WRITTEN TASK ::
Copy every line of the rows below character for character, leaving out the pictures.

EXCERPTED RECORDS ::
========================================================================

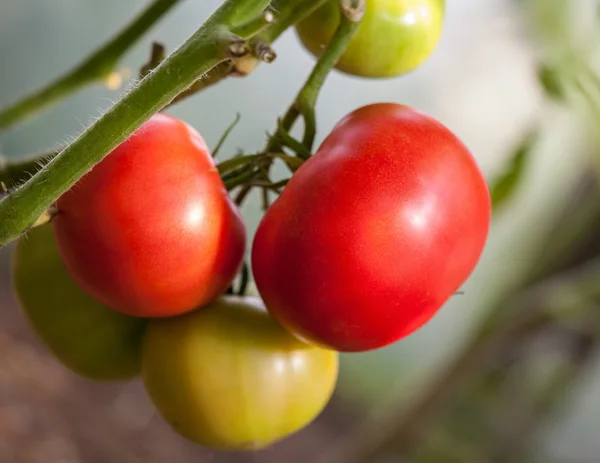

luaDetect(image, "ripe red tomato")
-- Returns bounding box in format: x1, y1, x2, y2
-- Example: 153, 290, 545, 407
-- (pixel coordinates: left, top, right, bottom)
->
296, 0, 445, 77
54, 114, 246, 317
252, 103, 491, 351
12, 225, 146, 381
142, 296, 338, 450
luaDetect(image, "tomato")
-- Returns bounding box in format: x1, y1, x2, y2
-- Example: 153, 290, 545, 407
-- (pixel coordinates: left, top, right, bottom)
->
54, 114, 246, 317
296, 0, 444, 77
13, 226, 146, 380
252, 103, 491, 351
142, 296, 338, 450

========================================================================

THE RESULT ::
luaDetect(image, "ripe red tomato")
-- Returns bounding box in format: x1, y1, x2, y2
-- Example: 153, 290, 545, 407
-- (pixel coordinates: left, top, right, bottom)
->
296, 0, 445, 77
54, 114, 246, 317
252, 103, 491, 351
12, 225, 146, 381
142, 296, 338, 450
luaDetect(image, "tomato")
-- Returns bounding box in format: x1, y1, x2, y2
-- Example: 153, 290, 545, 407
-- (pixel coordinates: left, top, right, bottom)
->
54, 114, 246, 317
296, 0, 444, 77
13, 226, 146, 380
252, 103, 491, 351
142, 296, 338, 450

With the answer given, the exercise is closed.